--- Records ---

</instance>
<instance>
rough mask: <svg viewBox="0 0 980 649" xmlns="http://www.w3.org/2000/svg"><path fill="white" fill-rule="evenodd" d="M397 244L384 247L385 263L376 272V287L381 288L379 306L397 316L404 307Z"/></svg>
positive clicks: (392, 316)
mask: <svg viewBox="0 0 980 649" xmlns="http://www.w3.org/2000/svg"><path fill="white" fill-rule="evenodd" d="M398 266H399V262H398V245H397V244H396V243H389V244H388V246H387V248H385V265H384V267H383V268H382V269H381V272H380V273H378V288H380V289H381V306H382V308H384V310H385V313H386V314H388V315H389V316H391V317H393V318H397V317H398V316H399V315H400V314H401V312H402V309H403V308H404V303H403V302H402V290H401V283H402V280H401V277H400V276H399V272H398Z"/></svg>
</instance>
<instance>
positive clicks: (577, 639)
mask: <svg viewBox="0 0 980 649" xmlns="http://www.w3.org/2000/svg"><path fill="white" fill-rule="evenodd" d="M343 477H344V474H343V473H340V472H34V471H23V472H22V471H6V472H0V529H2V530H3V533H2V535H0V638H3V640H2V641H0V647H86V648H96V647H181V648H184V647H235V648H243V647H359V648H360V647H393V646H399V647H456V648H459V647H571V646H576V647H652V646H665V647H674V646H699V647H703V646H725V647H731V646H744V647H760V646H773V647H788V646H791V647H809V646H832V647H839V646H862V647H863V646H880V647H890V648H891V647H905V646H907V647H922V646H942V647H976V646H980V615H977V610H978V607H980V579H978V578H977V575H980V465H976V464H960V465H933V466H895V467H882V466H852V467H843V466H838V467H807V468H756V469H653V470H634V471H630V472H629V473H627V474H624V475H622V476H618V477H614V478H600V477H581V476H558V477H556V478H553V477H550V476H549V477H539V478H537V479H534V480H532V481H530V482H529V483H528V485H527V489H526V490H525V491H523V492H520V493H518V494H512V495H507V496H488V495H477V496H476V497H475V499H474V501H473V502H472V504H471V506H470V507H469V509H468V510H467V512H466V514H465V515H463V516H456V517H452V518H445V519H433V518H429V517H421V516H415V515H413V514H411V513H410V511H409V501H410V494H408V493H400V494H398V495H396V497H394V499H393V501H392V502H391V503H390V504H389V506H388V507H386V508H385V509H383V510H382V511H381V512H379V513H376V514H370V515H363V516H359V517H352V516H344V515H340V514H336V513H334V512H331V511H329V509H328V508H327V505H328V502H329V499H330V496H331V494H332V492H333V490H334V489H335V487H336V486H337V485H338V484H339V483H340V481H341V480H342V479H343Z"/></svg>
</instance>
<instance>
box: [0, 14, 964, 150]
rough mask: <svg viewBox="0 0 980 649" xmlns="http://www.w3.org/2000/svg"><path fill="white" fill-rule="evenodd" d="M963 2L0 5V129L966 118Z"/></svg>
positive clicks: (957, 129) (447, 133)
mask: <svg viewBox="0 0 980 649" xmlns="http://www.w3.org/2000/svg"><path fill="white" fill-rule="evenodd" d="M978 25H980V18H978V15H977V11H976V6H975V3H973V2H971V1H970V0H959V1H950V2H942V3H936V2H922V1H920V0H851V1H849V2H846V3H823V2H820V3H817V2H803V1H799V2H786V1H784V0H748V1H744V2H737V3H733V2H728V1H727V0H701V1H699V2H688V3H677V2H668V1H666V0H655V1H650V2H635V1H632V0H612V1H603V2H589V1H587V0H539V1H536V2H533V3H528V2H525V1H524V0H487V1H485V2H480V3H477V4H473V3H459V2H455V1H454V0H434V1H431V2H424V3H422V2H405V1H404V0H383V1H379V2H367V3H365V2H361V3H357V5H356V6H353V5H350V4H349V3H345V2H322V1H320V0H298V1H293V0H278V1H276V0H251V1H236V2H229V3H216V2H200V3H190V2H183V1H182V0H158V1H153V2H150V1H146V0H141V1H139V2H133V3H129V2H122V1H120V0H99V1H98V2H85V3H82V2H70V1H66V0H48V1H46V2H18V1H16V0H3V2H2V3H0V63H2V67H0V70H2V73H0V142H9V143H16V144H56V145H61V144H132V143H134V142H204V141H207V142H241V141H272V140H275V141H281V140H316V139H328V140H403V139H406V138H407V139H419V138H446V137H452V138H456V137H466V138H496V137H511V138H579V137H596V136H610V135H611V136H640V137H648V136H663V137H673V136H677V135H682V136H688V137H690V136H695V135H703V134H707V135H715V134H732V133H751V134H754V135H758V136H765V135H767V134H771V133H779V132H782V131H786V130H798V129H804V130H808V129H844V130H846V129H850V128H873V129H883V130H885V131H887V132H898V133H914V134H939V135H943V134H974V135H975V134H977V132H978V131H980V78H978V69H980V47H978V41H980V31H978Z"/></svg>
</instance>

---

• [Assignment]
Within the data, how many lines hold "rough"? Respond with only the number.

• [Response]
2